=== HOW TO COMPLETE THIS TASK ===
Within these entries, which lines include the string "sign"? Copy each one.

(INFORMATION PROVIDED begins)

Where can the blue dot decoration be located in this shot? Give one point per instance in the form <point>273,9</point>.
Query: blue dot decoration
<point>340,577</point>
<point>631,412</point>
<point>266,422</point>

(INFORMATION PROVIDED ends)
(INFORMATION PROVIDED begins)

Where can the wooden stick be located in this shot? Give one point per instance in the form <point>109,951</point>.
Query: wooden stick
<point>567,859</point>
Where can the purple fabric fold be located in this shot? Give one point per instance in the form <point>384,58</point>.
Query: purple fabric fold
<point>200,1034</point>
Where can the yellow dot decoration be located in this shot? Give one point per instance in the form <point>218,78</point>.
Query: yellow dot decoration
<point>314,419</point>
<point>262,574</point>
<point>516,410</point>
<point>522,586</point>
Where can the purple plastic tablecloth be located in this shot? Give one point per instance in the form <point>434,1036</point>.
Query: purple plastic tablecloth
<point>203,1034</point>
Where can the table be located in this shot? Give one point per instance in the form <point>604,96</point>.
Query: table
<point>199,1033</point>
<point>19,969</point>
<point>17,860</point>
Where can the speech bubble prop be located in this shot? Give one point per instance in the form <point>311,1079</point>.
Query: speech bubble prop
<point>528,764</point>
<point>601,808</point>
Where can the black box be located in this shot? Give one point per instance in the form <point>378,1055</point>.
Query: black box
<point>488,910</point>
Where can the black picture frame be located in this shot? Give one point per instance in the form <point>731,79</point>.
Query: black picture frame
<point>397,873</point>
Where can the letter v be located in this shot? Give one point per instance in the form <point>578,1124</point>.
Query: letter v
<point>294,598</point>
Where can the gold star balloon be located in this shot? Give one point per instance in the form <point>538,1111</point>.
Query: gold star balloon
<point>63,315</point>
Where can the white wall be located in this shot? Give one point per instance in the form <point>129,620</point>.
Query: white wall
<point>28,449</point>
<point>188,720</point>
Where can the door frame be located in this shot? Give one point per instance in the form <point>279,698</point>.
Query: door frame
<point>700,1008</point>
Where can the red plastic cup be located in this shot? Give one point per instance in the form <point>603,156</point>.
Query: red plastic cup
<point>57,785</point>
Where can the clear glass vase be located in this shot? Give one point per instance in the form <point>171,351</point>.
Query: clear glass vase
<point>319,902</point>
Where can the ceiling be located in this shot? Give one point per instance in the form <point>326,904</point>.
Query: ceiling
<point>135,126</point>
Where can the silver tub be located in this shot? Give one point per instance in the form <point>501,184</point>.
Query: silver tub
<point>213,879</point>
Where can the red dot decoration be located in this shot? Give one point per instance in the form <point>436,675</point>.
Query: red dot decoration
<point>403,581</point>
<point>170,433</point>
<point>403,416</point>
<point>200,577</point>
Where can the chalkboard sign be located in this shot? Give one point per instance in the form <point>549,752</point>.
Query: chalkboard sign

(INFORMATION PROVIDED ends)

=== RESULT OF THE EXERCISE ===
Where can the chalkboard sign be located in this shot? Give one point per instance in the form <point>549,752</point>.
Query: chalkboard sign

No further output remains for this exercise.